▸ **REQUIREMENT**
Copy out all of the data below word for word, leaving out the pictures.
— Begin —
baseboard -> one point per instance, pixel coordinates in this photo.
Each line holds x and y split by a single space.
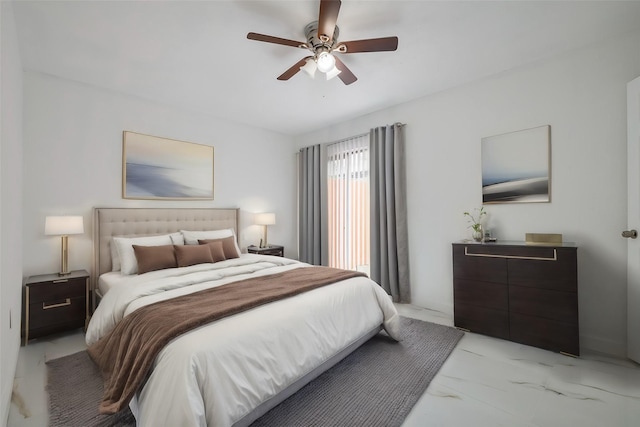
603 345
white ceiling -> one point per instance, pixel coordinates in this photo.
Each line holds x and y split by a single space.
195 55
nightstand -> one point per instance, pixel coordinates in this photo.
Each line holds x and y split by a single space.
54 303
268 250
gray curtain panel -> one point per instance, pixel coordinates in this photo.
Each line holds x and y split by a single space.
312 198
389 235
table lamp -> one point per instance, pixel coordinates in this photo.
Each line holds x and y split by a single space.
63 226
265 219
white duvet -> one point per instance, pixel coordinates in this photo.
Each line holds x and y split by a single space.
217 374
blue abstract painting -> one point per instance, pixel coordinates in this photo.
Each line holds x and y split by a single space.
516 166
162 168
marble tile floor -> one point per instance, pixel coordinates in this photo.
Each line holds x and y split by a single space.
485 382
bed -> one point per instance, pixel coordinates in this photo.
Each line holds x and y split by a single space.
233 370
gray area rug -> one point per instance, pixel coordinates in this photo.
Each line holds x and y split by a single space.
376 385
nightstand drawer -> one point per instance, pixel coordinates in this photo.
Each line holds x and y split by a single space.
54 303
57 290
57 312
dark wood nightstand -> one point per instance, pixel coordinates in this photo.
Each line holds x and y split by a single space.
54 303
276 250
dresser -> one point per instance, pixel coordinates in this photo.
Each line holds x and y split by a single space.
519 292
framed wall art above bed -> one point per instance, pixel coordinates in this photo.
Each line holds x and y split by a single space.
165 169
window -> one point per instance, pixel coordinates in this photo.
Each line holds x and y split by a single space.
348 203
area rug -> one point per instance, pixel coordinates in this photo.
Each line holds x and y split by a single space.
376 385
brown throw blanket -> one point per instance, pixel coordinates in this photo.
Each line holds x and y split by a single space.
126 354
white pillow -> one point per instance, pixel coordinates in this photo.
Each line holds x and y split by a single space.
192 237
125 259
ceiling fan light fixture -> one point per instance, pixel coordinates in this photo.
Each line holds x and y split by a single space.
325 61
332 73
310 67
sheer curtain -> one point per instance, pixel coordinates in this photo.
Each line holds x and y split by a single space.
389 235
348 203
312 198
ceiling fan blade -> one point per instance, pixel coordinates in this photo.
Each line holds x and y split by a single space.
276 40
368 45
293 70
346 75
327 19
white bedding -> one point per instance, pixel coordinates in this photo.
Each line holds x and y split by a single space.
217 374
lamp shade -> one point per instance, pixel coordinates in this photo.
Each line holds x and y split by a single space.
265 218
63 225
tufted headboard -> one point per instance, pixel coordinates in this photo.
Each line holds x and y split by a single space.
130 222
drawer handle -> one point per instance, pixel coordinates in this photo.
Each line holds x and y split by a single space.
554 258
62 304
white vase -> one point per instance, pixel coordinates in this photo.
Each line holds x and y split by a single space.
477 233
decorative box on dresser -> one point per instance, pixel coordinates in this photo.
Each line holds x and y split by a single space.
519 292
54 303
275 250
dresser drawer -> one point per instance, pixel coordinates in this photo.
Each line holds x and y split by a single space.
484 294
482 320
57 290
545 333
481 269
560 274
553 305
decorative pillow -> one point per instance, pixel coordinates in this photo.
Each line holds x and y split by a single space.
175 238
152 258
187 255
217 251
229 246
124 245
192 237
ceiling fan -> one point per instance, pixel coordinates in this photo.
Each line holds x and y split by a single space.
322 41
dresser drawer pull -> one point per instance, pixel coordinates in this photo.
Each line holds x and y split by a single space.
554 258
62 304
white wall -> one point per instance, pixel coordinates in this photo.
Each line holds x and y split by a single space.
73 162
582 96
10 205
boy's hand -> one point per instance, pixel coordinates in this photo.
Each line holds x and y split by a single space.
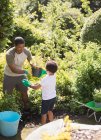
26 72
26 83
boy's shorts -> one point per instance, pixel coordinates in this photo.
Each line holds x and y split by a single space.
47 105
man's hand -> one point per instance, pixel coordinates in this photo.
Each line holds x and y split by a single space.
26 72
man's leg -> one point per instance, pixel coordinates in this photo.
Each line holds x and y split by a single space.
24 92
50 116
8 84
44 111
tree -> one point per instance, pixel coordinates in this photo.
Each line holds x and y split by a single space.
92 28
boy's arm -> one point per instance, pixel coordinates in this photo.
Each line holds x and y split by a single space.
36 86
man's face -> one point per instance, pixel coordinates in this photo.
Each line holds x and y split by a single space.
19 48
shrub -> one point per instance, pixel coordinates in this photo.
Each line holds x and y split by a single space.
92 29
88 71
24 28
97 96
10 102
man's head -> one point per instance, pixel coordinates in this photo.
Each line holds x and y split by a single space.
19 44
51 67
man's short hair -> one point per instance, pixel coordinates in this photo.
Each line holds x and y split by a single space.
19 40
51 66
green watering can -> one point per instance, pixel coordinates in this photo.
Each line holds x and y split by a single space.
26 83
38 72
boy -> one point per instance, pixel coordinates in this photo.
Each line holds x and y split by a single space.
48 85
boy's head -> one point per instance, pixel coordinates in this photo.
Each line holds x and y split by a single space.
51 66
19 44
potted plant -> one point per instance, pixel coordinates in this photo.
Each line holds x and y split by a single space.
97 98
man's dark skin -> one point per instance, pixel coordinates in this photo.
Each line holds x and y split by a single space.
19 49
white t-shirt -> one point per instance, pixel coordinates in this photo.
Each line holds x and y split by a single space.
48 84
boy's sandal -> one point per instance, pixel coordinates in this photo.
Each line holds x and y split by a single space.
— End —
▸ **ANSWER TO THIS EXERCISE**
baseboard -> one point per instance, pixel coordinates in this photo.
Each line holds x and y split by a single space.
603 345
white ceiling -> one point per instance, pixel coordinates in this photo.
Each line holds x and y split by a single space.
195 55
nightstand -> one point per instance, pixel coordinates in this photo.
Each line holds x and y split by a single space.
54 303
268 250
gray curtain panel -> one point per instance, pixel coordinates in this photo.
Each line holds x and y split by a single space.
312 198
389 235
table lamp -> one point per instance, pixel coordinates in this photo.
Each line holds x and y split by a single space.
63 226
265 219
white duvet -> one point per instance, pixel coordinates in this photo.
Each line holds x and y split by a single space.
217 374
blue abstract painting -> one point per instance, pixel coordinates in this photo.
Each line holds x and y split by a single space.
516 166
162 168
marble tile floor -> one point per instance, pixel coordinates in this photo.
Each line holds x and y split by a single space.
485 382
bed -> one point per instance, pixel coordinates in this photo.
Each line holds x and y split by a single space.
233 370
gray area rug -> one point per instance, pixel coordinates in this photo.
Each line holds x and y split by a single space.
376 385
nightstand drawer -> one point per instance, pixel coordinates in this photo.
Each line holds x and y split by a single space.
54 303
57 290
57 312
dark wood nightstand -> one point per instance, pixel coordinates in this photo.
Each line holds x and y split by a single space.
54 303
276 250
dresser -> one point per instance, pixel coordinates in this photo.
Each line holds x and y split by a single space.
519 292
framed wall art above bed -> one point per instance, pixel coordinates in this photo.
Each line holds x and y split by a single space.
165 169
window -> one point per instance, pixel coordinates in this photo.
Each line holds x and y split by a single space.
348 203
area rug -> one point per instance, pixel coordinates in this photo.
Each line holds x and y split by a single space.
376 385
brown throw blanket -> one point per instance, pixel coordinates in this photo.
Each line holds x and y split by a single space.
126 354
white pillow -> one point per instance, pixel coordinates in this photo.
Each line holds x and y split by a single space.
192 237
125 259
ceiling fan light fixture -> one point per instance, pixel coordinates in this photo.
Each line holds x and y split by a single space.
325 61
332 73
310 67
sheer curtain -> one point per instance, pixel coordinates in this photo.
Each line holds x and y split by a single space.
389 235
348 203
312 198
ceiling fan blade -> one point per instance, pixel coordinates in this photo.
Each line holds x and y split by a single space.
276 40
368 45
293 70
346 75
327 19
white bedding -> one point per instance, pixel coordinates in this photo.
Each line holds x and y split by a single space.
217 374
lamp shade -> one point per instance, pixel coordinates in this photo.
Each line holds x and y split by a single space.
265 218
63 225
tufted headboard -> one point per instance, pixel coordinates in this photo.
Each line holds x and y split by a single space.
130 222
drawer handle -> one point per instance, pixel coordinates in this photo.
Each line holds x and y split by a single space.
554 258
62 304
white vase -> one point per instance, pixel coordinates in this photo.
Each line holds x and y split by a single space.
477 233
decorative box on dresser -> one point per instance, pixel coordinates in this photo.
Each line holds x and y split by a single space.
519 292
54 303
275 250
dresser drawer -> one point per instance, pixel coordinates in this photo.
Each line holds x and y split by a single space.
484 294
482 320
57 290
545 333
481 269
560 274
553 305
decorative pillow -> one point per instance, pixel coordinates in this photo.
Each line holds x and y split by a single space.
175 238
152 258
187 255
217 251
229 246
124 245
192 237
ceiling fan -> one point per instance, pixel coordinates in this photo.
Each line holds x and y split by a single space.
322 41
dresser drawer pull -> one point per instance, pixel coordinates in this photo.
Each line holds x and y split by a single space.
554 258
62 304
white wall -> one point per instance, pixel coordinates in this photo.
Each line holds x and y split by a single space.
73 162
582 96
10 205
boy's hand -> one point per instance, pixel coordinates in this photo.
Each line holds x and y split by a single space.
26 72
26 83
boy's shorts -> one point per instance, pixel coordinates in this photo.
Each line holds x and y split by a single space.
47 105
man's hand -> one point per instance, pixel coordinates in this photo.
Each line holds x and y split by a single space.
26 72
man's leg -> one point per instance, pixel coordinates in this photo.
Each line holds x and y split by a single space.
24 92
50 116
8 84
44 111
tree -> one point per instance, pixel coordinates in this photo.
Each line holds x and y split by a single space.
92 28
boy's arm -> one point per instance, pixel coordinates in this photo.
Each line holds x and y split by a single space.
36 86
man's face -> one point per instance, pixel coordinates in this photo.
Each line holds x and y split by a single space.
19 48
shrub -> one point per instance, pixel coordinates in this photo.
Each line holds x and y split by a single space.
92 29
88 71
24 28
97 96
10 102
man's head -> one point per instance, pixel coordinates in this photo.
Each line holds x and y split by a single space.
19 44
51 67
man's short hair -> one point per instance, pixel coordinates in this photo.
Each line holds x and y split by a single space.
19 40
51 66
green watering can -> one point per instance, pixel coordinates in this photo.
Each line holds x and y split by a single space.
26 83
38 72
boy -> one point per instance, pixel coordinates in this photo.
Each line holds x and y split by a single space.
48 85
boy's head -> one point per instance, pixel coordinates in this photo.
Each line holds x and y split by a single space.
51 66
19 44
potted plant -> one point per instance, pixel coordinates in this photo.
Each line holds x and y split by a single space.
97 98
man's dark skin -> one point per instance, pixel coordinates in this photo.
Each line holds x and y split by a single space.
19 49
white t-shirt -> one point per instance, pixel coordinates in this photo.
Each line holds x and y split by a single space.
48 84
boy's sandal -> one point per instance, pixel coordinates in this photo.
Each line holds x and y split by a single space.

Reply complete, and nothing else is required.